== Work required ==
From the line containing "the house window." through the last line of the data, return those lines exactly as written and nothing more.
─── Supplied entries
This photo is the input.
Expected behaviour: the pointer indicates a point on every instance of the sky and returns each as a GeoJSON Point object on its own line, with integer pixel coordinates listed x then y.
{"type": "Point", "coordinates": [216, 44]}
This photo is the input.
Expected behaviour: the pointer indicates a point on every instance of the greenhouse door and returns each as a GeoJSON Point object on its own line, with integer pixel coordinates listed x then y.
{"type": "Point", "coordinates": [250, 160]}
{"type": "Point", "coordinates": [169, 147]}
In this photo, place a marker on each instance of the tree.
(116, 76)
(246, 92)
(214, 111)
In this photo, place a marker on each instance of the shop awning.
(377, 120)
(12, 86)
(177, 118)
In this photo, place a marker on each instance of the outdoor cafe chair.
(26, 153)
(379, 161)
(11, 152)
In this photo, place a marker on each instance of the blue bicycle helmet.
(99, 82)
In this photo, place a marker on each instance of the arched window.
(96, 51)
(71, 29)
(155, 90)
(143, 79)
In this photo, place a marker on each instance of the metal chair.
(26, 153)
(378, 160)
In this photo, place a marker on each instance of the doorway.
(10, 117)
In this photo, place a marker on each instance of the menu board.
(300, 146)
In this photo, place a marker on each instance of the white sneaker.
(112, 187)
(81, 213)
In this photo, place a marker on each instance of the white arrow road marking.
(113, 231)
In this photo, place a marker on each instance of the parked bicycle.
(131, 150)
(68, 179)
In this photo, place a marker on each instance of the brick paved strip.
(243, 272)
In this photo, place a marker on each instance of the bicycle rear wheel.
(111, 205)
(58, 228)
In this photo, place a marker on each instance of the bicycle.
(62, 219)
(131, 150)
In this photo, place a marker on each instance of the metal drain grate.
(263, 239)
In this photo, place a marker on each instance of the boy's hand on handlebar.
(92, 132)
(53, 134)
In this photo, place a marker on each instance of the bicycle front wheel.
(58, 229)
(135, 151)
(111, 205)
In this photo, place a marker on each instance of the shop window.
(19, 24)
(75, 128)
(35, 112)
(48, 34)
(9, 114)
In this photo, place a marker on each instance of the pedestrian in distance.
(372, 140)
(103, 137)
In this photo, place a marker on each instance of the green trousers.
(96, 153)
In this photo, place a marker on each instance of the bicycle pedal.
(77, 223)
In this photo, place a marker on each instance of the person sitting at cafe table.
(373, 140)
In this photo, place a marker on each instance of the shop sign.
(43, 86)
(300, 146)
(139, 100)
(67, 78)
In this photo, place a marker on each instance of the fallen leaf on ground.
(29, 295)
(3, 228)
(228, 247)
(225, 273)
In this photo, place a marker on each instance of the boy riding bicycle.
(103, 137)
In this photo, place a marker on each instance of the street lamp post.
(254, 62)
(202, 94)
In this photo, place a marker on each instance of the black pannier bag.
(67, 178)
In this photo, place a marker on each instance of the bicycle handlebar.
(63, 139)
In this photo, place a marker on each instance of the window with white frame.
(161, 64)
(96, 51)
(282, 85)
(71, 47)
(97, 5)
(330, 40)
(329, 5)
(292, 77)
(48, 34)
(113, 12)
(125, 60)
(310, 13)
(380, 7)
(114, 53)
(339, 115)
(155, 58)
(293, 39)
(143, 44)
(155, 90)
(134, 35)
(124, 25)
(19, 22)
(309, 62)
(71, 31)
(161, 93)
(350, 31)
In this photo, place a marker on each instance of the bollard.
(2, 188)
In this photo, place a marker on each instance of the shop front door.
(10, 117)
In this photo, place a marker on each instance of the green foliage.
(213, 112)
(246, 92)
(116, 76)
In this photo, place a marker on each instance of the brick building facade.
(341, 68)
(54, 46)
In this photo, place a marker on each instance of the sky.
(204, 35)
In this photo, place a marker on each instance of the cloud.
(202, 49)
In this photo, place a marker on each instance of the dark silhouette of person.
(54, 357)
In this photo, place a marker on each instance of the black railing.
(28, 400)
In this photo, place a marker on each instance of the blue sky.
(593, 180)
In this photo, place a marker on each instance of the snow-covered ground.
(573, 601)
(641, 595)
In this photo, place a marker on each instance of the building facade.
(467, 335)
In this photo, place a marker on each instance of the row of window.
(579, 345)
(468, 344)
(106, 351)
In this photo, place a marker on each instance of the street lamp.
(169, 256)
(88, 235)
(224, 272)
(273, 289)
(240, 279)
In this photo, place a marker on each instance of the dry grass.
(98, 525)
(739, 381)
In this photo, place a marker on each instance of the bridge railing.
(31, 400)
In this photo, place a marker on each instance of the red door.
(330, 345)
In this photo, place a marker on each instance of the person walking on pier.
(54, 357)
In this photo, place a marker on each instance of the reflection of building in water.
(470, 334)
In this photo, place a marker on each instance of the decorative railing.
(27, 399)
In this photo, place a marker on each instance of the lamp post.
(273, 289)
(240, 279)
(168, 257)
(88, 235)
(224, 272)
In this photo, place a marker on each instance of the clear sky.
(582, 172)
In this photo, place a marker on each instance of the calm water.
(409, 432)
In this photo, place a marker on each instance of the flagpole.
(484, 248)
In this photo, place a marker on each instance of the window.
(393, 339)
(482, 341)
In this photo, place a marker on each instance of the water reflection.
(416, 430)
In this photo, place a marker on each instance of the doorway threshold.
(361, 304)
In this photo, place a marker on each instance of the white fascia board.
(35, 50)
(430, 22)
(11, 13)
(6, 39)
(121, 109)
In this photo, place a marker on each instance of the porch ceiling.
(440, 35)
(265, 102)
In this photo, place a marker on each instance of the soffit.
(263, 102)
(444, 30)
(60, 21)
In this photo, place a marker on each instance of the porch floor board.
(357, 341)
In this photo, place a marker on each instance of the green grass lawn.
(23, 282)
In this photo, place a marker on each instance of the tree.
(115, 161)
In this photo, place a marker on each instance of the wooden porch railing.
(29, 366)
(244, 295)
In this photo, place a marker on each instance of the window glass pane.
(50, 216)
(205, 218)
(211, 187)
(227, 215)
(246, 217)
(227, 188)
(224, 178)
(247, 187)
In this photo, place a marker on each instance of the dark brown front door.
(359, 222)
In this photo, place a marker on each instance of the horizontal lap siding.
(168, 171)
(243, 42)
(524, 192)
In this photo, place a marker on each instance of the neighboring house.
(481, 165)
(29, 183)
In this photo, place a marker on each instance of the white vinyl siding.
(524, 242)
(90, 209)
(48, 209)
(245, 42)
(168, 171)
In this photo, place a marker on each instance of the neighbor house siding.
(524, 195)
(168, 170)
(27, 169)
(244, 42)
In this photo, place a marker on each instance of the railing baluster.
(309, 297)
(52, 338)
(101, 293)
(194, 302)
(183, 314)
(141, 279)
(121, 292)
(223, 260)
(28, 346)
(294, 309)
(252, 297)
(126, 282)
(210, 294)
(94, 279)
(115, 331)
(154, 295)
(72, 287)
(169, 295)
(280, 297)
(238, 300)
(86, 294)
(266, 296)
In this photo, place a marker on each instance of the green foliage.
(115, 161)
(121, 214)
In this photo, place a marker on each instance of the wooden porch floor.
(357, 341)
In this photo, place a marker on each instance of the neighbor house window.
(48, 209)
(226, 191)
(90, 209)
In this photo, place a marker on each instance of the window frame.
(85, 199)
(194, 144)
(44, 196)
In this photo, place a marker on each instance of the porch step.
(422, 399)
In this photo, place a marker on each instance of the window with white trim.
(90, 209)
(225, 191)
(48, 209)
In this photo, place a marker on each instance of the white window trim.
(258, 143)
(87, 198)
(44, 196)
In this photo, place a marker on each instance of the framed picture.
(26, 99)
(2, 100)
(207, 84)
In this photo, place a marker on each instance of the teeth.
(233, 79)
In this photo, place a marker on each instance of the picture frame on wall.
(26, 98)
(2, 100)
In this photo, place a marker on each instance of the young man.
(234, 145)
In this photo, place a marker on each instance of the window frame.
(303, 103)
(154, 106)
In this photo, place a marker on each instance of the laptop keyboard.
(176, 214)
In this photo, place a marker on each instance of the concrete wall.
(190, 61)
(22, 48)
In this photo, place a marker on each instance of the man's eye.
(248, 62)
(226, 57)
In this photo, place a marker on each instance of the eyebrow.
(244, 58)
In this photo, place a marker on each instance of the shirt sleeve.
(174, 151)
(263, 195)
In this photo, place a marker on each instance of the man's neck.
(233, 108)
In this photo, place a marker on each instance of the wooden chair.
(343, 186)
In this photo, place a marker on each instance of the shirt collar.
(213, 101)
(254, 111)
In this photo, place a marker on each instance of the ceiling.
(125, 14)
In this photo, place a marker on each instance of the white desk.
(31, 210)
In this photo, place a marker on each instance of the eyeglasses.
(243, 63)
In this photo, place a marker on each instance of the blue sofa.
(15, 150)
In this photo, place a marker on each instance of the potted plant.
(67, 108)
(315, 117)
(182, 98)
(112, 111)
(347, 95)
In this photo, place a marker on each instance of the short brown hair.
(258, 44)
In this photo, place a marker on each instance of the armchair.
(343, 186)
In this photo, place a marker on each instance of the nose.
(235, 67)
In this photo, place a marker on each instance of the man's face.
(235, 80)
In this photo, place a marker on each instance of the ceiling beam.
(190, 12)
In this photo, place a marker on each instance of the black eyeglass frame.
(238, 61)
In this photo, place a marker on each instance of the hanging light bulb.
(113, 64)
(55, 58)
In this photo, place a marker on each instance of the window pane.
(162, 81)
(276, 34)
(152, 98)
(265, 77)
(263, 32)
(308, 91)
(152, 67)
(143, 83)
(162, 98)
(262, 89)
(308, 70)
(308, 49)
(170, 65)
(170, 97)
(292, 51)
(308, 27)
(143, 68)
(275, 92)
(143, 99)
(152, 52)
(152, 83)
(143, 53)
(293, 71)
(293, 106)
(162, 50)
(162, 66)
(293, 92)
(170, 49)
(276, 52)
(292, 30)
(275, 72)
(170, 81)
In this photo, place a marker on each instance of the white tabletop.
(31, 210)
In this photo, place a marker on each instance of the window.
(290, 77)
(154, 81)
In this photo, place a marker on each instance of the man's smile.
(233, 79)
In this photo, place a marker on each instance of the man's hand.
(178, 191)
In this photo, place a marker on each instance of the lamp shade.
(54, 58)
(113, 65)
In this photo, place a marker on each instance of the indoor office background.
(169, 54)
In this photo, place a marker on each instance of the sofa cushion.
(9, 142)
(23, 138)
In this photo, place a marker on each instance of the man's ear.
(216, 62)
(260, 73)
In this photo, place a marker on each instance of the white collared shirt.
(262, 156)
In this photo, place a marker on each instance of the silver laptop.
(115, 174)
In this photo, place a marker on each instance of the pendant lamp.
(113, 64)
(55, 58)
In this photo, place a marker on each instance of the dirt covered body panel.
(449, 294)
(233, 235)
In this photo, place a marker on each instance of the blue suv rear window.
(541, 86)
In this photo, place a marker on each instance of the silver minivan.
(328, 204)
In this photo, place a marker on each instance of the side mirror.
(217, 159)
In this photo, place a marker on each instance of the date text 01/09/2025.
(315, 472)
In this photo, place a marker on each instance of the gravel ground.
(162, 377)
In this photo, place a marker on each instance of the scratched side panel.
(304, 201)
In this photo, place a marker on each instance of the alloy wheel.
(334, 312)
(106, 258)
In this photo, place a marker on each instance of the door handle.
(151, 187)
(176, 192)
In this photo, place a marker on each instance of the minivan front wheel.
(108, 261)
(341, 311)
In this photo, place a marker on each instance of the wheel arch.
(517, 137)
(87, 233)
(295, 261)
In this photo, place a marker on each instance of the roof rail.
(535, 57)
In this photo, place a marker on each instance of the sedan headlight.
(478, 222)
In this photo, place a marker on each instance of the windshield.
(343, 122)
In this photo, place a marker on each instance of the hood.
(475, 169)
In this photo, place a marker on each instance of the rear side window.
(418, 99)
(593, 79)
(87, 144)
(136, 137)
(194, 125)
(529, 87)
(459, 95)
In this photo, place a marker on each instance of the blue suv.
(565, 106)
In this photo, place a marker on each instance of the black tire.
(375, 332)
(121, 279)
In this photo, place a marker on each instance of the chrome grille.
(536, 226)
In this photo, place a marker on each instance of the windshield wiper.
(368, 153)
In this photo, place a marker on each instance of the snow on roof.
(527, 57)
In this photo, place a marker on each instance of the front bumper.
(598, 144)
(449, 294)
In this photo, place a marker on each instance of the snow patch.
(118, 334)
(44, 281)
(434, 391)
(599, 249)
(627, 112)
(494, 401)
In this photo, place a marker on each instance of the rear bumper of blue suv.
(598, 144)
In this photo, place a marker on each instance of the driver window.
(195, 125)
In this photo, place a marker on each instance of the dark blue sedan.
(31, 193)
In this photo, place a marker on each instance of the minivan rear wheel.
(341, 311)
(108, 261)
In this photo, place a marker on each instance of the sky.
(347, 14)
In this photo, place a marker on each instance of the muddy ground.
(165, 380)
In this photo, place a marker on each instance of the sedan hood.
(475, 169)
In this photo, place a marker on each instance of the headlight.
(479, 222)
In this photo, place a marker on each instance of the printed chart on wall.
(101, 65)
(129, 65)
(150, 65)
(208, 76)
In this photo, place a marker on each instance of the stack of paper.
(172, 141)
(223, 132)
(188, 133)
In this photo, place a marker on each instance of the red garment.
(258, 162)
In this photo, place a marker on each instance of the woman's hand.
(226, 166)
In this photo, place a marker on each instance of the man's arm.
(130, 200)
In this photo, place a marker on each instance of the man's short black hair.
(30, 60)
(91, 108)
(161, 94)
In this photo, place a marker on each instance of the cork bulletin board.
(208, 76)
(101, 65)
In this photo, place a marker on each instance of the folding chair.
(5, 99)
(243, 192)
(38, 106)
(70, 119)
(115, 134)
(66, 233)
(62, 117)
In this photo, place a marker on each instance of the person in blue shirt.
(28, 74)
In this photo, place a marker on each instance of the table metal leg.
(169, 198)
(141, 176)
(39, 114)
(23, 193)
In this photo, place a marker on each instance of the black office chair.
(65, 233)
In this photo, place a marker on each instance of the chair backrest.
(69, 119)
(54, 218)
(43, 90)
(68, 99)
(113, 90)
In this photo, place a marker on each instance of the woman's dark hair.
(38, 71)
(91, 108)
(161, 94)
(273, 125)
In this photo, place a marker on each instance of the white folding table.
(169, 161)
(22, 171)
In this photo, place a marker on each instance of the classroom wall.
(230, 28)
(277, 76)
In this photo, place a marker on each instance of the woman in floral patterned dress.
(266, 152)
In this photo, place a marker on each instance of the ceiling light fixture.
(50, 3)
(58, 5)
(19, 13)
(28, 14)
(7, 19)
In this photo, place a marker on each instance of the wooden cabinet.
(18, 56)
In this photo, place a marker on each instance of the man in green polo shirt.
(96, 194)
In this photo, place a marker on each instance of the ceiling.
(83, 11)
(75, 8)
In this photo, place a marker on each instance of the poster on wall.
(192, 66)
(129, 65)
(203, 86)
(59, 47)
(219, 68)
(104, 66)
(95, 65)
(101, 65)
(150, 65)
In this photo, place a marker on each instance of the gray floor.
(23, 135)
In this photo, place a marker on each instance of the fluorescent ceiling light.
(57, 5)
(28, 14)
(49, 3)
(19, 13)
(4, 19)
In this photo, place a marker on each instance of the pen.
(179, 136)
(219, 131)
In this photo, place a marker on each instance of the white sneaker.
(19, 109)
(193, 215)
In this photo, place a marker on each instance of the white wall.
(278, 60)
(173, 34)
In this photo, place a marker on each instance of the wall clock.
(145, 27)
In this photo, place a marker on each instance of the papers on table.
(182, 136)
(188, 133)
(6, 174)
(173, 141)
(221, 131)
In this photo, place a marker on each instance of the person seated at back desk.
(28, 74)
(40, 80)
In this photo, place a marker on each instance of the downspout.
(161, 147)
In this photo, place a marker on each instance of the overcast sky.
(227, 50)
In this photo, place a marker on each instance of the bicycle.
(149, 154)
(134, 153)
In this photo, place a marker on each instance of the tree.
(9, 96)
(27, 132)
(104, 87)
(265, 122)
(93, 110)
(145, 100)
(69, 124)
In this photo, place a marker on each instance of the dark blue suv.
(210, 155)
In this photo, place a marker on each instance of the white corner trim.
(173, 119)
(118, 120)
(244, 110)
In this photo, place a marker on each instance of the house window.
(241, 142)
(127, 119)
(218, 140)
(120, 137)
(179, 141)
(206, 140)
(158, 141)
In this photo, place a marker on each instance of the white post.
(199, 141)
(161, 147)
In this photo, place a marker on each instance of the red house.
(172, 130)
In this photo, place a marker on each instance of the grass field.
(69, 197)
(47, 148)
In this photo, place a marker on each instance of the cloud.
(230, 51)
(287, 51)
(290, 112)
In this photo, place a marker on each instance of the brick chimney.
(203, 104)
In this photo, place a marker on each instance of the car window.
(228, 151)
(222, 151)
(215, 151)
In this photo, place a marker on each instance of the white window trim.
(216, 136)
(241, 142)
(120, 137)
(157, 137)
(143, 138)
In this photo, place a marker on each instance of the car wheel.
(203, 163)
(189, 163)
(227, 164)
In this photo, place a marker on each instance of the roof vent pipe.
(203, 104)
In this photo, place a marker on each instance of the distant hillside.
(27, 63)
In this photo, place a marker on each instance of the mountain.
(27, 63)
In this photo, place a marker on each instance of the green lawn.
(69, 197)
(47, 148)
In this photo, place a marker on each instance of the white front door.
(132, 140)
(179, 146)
──────
== Response below ==
In this photo, place a marker on each instance of the house window.
(241, 142)
(127, 119)
(218, 140)
(120, 137)
(179, 141)
(206, 140)
(158, 141)
In this photo, place a marker on each instance of the white post.
(199, 141)
(161, 147)
In this photo, place a marker on each instance of the red house.
(172, 130)
In this photo, place a marker on each instance of the grass field.
(69, 197)
(47, 148)
In this photo, place a marker on each instance of the cloud.
(230, 51)
(287, 51)
(290, 112)
In this photo, place a marker on each instance of the brick chimney.
(203, 104)
In this photo, place a marker on each instance of the car window.
(228, 151)
(222, 151)
(215, 151)
In this photo, place a marker on each instance of the white window trim.
(216, 136)
(241, 142)
(120, 137)
(157, 137)
(143, 138)
In this photo, place a marker on each instance of the car wheel.
(203, 163)
(189, 163)
(227, 164)
In this photo, place a marker on each instance of the roof vent pipe.
(203, 104)
In this photo, place a marker on each instance of the distant hillside.
(27, 63)
In this photo, place a marker on each instance of the mountain.
(27, 63)
In this photo, place a marker on each instance of the green lawn.
(69, 197)
(47, 148)
In this photo, place a marker on each instance of the white front door.
(132, 140)
(179, 146)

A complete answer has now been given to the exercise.